■ Aim of the task ■
Edit the part of the data that opens with the line containing "Task: point at every instance of the gray" and runs through the end of the data, replacing "parked car" with "parked vehicle" and leaving everything else unchanged. Return only that part.

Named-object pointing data

════

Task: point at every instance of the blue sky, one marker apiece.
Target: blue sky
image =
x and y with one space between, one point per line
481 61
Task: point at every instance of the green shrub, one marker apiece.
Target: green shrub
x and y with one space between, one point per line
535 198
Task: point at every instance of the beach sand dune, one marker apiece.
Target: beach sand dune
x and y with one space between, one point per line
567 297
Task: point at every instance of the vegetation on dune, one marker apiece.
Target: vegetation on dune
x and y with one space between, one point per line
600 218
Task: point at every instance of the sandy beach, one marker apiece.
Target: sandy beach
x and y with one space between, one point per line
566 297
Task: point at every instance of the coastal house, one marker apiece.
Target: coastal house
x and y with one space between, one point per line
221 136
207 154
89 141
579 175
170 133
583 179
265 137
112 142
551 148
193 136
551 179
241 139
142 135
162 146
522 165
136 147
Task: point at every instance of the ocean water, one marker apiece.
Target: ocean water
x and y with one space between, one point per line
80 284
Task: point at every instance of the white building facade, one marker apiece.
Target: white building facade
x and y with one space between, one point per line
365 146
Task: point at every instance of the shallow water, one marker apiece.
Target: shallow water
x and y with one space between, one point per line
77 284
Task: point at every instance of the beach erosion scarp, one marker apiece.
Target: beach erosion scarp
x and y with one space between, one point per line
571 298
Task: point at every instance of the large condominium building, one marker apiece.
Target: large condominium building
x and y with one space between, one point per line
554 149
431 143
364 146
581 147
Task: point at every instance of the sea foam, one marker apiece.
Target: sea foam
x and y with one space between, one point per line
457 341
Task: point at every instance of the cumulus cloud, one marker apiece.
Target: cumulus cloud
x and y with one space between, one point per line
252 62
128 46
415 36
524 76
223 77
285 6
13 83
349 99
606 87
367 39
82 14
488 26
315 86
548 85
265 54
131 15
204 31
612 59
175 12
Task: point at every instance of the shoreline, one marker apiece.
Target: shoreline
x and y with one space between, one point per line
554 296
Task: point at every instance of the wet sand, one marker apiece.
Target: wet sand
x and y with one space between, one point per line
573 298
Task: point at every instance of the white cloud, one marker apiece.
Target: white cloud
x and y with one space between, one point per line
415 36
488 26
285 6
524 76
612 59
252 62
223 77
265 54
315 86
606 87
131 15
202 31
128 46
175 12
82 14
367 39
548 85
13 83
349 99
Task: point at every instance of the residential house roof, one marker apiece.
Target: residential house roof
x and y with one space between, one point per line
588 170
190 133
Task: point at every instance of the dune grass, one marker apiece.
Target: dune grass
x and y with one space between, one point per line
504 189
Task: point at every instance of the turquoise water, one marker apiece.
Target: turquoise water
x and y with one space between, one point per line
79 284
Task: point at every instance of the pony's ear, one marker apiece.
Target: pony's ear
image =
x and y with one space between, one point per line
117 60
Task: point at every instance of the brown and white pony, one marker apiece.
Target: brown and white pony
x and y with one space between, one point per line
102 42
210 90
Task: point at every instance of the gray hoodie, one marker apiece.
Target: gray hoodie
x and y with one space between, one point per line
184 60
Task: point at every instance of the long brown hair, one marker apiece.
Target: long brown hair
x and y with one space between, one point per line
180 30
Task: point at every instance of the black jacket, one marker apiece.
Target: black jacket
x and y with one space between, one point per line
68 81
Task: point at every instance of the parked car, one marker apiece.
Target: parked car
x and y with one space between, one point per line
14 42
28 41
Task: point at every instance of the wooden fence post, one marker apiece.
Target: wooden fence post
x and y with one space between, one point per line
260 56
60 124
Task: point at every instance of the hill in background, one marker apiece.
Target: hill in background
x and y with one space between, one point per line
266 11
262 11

════

■ Solved problem ■
Task: point at every instance of the gray hoodie, one marker apiece.
Target: gray hoodie
x and y with one space between, one point per line
184 60
Task: point at every instance of the long brown hair, one marker apiece.
Target: long brown hair
x and y with one space between, one point per line
180 30
Task: point at every instance of the black jacket, one marker apiece.
Target: black jacket
x and y with one space between, one point per line
68 81
Task: point at every instance of the parked vehicle, one marker apiece.
Target: parked vehicle
x and y with one space between, one point per line
14 42
28 41
Task: point at every instance of the wooden fence post, one marker apiece.
Target: wooden fence post
x and y with one space between, one point per line
260 56
60 124
Task: point at every instance of the hill in background, one marker apiece.
Target: hill in background
x and y with one space between, one point per line
266 11
262 11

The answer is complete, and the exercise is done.